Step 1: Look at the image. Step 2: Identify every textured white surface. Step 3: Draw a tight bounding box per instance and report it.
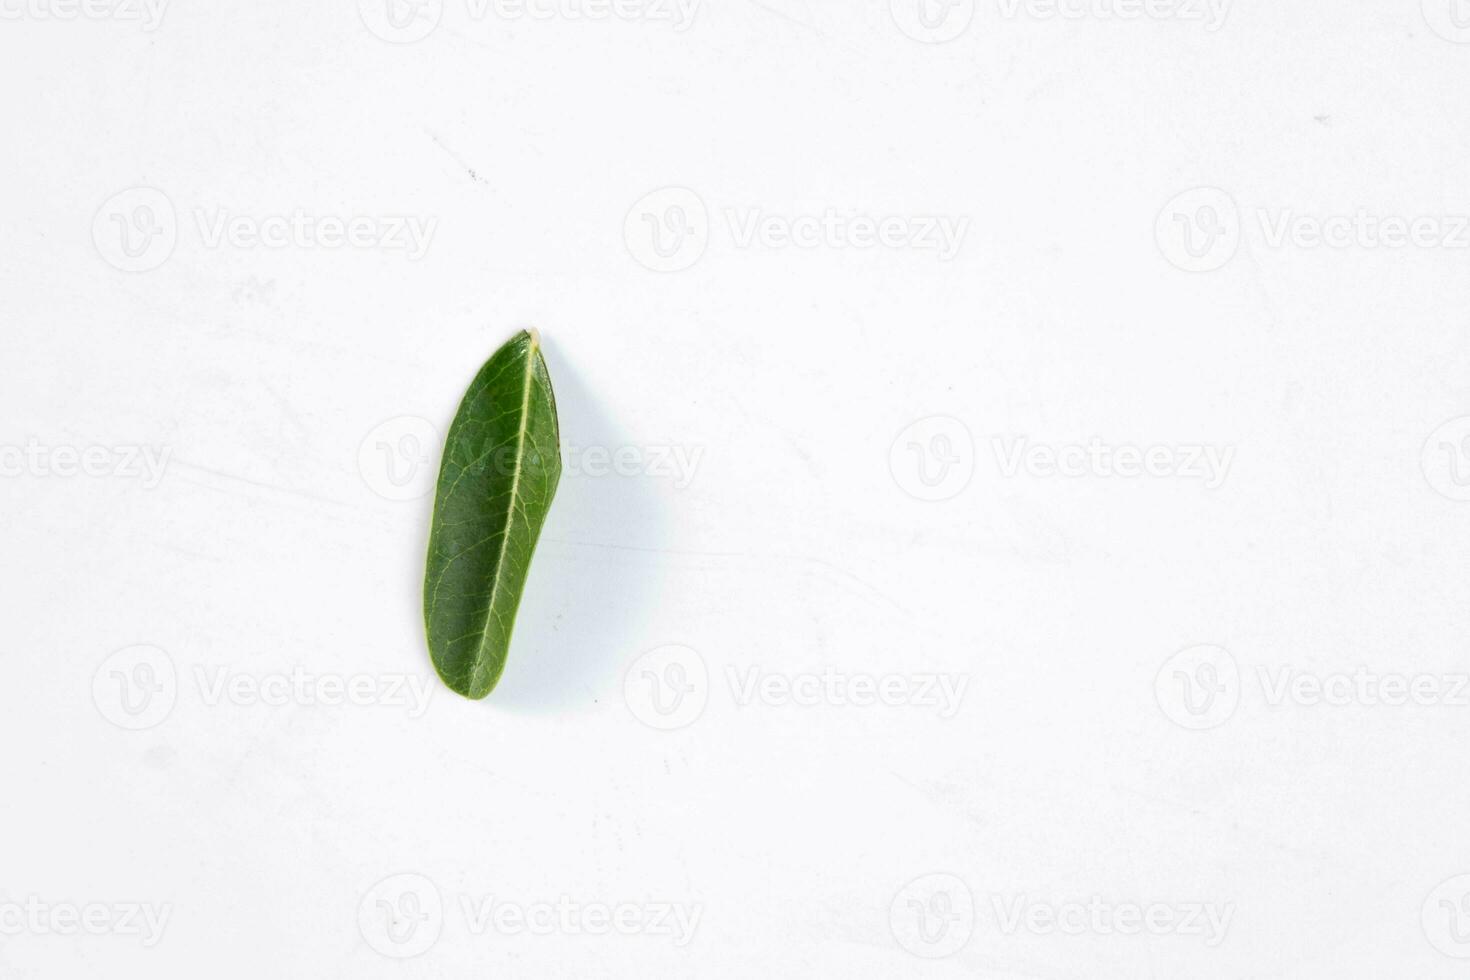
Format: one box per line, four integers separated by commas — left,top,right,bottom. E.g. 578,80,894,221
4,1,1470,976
^^^^^^^^^^^^^^^^
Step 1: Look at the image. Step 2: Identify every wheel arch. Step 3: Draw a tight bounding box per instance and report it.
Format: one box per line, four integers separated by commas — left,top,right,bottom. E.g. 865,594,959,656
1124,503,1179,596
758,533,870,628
^^^^^^^^^^^^^^^^
● **Action item**:
Check each line in the records above for the word "instance". Return those that have it.

● **Finished task**:
Step 1: Look at the image. Step 2: Identify every textured white surface. Step 3: Draw a tight bounding box per instance and report it.
Step 1: Look at the image. Step 2: Identify every wheel arch. Step 3: Draw a tight bounding box per instance and report it.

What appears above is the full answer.